[BEGIN Text block]

Heart Over Angkor Wat Sunset

And just like that a new friend has come and gone. At the parting, my new friend scurries off with her backpack strapped to her back, ready for the next hostel, the next hike, sightseeing tour, the next group of backpackers waiting at the next hostel.

I’ll probably never lay eyes on her again and within a couple of months we probably won’t even talk on Facebook either. It sounds so pessimistic but it’s the truth.

Facebook has transformed communication; I have friends all over the world – people with whom I have just clicked. We meet, travel together sometimes for weeks at a time, and then our paths diverge and we often head to opposite sides of the planet.

And some of these friends stick. It clicked on both sides and I count them among my actual and true friends…more than just a potential couch when I pass through, we care.

But then there’s the others. We bond over sometimes intense events – the worst rainstorm the Australian Outback had seen in years floods the roads, we’re wet, dirty and tired but it’s all a part of the grand adventure and we take it in stride and we take it together.

[END Text block]
[BEGIN Material supplied]

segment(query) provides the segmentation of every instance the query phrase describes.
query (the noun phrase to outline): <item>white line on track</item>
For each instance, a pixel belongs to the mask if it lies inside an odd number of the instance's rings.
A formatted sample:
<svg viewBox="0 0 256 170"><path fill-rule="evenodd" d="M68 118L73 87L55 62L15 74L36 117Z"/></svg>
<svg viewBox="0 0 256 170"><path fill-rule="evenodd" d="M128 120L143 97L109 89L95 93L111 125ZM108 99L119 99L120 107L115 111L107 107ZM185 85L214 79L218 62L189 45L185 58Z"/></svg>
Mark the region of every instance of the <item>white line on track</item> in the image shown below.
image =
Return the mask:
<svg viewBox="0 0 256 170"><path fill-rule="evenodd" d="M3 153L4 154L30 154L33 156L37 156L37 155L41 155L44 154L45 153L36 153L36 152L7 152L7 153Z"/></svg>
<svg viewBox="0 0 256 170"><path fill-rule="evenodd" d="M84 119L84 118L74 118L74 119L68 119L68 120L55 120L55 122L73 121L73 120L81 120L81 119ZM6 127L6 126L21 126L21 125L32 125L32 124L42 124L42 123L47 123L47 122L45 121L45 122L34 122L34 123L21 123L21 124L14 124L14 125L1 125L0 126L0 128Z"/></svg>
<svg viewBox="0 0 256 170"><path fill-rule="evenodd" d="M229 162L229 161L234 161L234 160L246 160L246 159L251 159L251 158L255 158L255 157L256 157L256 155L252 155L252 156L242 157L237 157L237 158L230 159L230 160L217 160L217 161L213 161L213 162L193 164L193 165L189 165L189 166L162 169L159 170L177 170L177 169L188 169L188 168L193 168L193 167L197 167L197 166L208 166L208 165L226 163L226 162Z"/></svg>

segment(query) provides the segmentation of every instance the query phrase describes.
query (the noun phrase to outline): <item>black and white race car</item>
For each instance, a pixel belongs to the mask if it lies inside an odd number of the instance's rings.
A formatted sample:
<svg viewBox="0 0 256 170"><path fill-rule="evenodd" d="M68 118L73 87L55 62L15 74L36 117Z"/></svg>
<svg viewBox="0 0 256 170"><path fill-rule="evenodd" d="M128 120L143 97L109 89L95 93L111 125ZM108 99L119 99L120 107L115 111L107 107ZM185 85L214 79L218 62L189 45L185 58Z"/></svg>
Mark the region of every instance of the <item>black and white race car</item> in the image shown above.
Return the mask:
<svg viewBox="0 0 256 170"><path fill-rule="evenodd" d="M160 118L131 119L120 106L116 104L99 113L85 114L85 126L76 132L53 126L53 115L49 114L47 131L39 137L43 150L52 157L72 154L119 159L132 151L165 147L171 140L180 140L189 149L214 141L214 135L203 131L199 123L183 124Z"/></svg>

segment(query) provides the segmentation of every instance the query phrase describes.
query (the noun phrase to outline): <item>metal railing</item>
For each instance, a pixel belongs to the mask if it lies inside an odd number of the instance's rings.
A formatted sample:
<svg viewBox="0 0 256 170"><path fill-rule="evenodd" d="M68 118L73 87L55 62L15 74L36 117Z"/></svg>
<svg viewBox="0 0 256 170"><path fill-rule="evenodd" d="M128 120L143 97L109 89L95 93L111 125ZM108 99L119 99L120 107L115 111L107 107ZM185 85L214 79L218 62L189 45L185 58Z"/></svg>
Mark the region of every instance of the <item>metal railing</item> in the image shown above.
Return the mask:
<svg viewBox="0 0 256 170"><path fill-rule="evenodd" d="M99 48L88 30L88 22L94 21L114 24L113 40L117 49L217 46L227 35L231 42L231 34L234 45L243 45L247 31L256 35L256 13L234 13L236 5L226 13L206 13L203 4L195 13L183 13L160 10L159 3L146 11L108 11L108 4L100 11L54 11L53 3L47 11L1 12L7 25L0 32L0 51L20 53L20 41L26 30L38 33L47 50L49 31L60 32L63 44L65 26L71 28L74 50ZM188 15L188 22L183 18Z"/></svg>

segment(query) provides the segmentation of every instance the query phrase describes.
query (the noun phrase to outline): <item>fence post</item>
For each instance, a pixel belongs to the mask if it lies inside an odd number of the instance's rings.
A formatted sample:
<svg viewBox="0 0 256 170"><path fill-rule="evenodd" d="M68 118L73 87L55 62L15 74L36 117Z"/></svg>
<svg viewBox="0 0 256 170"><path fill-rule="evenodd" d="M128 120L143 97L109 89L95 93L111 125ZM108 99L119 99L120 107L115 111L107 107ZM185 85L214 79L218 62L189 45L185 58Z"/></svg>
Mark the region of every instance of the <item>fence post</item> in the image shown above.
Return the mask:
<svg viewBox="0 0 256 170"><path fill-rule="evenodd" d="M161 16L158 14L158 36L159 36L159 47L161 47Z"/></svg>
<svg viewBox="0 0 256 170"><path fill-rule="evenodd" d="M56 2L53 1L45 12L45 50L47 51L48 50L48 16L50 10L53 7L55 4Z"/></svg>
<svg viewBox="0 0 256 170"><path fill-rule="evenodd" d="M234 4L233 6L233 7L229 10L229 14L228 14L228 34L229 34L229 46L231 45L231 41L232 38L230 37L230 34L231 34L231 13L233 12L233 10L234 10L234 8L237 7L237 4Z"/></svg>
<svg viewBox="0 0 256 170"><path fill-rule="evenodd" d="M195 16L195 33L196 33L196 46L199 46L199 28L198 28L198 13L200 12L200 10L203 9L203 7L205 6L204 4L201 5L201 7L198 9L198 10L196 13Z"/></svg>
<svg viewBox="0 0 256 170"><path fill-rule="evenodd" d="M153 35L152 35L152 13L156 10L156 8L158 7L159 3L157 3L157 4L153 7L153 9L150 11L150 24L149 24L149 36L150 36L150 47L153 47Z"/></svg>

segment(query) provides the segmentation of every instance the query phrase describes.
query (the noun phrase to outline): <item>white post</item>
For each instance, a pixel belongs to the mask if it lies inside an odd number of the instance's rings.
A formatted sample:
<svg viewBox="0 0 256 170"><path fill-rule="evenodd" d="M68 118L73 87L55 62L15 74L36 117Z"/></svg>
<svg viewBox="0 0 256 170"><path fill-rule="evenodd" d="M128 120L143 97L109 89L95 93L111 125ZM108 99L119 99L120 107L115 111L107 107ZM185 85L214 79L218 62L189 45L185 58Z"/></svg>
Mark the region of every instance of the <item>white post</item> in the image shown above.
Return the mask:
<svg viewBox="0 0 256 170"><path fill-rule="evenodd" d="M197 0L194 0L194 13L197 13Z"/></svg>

[END Material supplied]

• _What you have to do_
List the things the departing friend is ready for next, according to the text about travel friendships. The material is not needed for any of the work here.

• _Full response_
- the next hostel
- the next hike
- sightseeing tour
- the next group of backpackers waiting at the next hostel